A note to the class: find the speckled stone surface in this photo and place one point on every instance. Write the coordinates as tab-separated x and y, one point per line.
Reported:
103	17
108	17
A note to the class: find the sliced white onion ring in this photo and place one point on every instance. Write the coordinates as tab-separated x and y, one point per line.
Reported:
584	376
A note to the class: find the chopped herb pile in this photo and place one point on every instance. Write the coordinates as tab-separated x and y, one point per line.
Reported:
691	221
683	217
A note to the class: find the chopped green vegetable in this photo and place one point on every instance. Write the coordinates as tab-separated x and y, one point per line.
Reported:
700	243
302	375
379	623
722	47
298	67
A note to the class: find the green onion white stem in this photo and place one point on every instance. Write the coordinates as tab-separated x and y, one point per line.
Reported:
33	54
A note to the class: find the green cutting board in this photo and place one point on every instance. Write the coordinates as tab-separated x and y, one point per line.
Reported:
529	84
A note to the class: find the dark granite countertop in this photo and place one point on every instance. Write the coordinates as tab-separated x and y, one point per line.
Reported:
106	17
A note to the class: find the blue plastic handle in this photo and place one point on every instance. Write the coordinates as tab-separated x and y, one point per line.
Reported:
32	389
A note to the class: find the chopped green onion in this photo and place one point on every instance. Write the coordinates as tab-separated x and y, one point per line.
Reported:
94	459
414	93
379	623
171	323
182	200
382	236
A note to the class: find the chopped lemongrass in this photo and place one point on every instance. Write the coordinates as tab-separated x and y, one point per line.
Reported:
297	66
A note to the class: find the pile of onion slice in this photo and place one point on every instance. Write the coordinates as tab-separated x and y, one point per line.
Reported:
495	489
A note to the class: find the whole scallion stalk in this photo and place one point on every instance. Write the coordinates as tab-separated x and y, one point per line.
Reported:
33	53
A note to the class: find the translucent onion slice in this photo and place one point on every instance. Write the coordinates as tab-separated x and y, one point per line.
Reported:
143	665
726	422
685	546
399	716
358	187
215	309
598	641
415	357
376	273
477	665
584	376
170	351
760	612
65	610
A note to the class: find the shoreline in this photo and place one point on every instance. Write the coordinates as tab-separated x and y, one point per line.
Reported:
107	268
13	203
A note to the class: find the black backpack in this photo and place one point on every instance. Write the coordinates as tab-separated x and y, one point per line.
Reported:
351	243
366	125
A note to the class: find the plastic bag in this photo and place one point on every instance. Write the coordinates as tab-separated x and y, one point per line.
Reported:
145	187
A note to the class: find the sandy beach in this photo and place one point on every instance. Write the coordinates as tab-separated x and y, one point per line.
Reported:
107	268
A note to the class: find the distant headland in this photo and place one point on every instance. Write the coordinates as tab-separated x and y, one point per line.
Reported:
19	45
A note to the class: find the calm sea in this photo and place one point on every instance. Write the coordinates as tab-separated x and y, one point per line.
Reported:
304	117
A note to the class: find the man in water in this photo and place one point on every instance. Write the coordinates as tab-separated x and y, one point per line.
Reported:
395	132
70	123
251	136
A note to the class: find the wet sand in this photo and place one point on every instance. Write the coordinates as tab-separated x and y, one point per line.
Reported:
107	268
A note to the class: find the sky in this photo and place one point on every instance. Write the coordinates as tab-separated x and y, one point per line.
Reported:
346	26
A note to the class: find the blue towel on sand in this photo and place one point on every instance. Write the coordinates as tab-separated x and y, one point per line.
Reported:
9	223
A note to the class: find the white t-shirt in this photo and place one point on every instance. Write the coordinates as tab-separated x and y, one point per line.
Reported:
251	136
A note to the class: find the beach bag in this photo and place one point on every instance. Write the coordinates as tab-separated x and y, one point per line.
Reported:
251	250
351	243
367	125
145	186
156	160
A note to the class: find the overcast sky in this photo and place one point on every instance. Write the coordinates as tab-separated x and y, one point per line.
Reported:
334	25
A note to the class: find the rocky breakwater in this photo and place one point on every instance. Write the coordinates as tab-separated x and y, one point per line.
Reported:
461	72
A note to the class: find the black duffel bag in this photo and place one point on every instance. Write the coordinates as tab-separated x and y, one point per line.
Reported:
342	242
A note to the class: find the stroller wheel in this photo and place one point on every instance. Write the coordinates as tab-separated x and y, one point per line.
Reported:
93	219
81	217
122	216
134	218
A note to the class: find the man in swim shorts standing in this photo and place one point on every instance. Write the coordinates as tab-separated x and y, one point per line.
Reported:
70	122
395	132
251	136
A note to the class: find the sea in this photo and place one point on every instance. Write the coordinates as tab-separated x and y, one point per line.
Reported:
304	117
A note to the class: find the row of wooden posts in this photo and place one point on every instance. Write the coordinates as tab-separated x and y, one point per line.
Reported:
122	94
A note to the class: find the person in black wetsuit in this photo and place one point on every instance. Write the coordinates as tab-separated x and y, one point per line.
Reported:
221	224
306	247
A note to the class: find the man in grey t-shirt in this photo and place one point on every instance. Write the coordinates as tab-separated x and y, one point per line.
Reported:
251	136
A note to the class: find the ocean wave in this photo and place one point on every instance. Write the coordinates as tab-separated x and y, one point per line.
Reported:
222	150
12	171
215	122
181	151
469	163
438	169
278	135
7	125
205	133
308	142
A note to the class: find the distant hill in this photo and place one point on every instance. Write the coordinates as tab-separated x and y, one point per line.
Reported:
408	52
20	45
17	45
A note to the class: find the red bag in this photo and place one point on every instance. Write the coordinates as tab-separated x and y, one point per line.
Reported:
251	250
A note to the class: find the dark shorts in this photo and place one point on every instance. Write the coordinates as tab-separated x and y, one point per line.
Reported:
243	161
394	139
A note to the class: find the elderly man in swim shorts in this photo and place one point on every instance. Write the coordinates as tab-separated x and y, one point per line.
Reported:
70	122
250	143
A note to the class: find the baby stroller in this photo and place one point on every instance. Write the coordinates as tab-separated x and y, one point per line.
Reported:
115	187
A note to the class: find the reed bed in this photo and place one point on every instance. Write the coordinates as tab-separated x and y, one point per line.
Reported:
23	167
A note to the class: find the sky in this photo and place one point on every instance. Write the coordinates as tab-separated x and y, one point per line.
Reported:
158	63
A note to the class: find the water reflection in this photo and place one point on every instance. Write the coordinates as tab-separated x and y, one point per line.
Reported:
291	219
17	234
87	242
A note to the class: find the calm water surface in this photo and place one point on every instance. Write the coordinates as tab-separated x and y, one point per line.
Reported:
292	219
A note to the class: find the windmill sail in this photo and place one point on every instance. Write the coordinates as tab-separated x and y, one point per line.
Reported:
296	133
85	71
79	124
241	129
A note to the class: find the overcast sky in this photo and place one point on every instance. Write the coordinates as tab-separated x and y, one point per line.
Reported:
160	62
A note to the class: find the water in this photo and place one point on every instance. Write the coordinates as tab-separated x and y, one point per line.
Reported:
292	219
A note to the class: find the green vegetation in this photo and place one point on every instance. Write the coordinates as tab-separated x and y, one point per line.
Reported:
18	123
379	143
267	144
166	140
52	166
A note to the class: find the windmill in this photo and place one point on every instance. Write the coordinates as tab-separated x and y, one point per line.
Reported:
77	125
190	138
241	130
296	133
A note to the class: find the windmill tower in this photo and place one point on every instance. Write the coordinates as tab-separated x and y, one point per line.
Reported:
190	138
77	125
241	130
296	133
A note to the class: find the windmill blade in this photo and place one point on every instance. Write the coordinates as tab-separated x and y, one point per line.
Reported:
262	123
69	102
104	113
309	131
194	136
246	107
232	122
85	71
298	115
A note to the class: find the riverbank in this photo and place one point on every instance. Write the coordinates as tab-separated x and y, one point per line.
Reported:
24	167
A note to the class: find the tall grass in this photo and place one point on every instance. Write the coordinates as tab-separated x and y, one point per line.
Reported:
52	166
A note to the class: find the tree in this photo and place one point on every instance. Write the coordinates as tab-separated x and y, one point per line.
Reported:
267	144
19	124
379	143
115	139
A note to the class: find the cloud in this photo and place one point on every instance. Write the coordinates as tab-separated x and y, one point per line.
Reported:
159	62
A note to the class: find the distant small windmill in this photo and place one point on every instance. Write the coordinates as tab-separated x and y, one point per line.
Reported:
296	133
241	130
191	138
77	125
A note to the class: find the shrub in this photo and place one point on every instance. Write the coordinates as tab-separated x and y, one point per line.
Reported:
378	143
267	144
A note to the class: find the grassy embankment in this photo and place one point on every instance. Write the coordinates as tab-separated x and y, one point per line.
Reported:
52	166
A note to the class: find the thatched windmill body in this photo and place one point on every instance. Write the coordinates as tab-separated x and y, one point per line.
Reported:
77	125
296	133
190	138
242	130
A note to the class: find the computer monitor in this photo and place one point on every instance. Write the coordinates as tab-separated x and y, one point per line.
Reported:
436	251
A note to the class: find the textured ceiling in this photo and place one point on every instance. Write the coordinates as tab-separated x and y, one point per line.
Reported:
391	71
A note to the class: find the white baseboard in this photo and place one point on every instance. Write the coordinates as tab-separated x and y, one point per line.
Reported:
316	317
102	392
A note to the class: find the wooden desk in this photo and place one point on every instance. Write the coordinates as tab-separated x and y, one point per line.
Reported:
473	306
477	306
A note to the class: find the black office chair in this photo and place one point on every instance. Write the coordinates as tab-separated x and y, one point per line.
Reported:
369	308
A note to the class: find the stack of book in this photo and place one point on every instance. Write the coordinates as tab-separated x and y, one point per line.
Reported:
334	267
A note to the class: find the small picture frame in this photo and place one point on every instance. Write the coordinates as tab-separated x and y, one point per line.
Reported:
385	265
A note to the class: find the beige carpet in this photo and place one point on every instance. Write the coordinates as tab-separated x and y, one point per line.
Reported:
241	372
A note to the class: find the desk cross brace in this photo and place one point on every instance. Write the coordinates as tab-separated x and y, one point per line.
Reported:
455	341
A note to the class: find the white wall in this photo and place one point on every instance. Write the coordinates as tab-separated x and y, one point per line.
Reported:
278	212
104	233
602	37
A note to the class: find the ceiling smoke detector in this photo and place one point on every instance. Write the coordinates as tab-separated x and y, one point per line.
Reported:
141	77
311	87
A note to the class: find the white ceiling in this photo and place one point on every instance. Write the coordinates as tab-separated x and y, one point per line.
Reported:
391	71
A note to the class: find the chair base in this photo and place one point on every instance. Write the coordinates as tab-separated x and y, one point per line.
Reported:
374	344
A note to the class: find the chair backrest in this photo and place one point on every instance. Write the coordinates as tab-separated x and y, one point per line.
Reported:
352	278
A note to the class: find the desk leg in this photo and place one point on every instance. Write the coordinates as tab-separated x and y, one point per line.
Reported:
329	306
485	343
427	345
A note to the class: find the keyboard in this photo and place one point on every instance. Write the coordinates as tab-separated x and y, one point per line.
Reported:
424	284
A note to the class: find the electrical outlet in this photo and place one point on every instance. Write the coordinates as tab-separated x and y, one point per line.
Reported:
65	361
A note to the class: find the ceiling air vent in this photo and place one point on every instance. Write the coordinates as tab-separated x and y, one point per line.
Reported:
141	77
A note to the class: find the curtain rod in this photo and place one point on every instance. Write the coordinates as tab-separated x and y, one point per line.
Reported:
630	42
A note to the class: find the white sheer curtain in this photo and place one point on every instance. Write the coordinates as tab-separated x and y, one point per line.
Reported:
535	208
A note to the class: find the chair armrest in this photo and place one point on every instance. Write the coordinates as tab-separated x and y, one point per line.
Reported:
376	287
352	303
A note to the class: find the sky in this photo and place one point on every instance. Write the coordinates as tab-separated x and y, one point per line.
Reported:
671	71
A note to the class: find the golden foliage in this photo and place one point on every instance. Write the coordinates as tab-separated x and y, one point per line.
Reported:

______________________________

• _What to produce_: Each line from the top of the entries above through the line containing "A note to the class: find the green onion" must be transcribed exactly, and no other line may appear.

• _Finished exercise_:
A note to the class: find the speckled stone surface in this photo and place one point on every instance. Write the coordinates as tab-separated x and y, one point per line.
Reported:
103	17
108	17
A note to the class: find the sliced white onion ring in this photo and place one point on every instance. Write the coordinates as tab-separated x and y, one point per line.
Reported:
584	376
A note to the class: find the chopped herb pile in this photo and place one point on every instance. Write the coordinates as tab-separated x and y, one point per line.
Reported:
691	221
683	217
A note to the class: find the chopped green vegetable in this photo and place one point on every instance. Write the coordinates as tab-separated x and y, one point per line.
Reported:
700	243
302	375
379	623
722	47
298	67
A note to the class: find the green onion white stem in this photo and place one point on every instance. Write the coordinates as tab-separated x and y, one point per line.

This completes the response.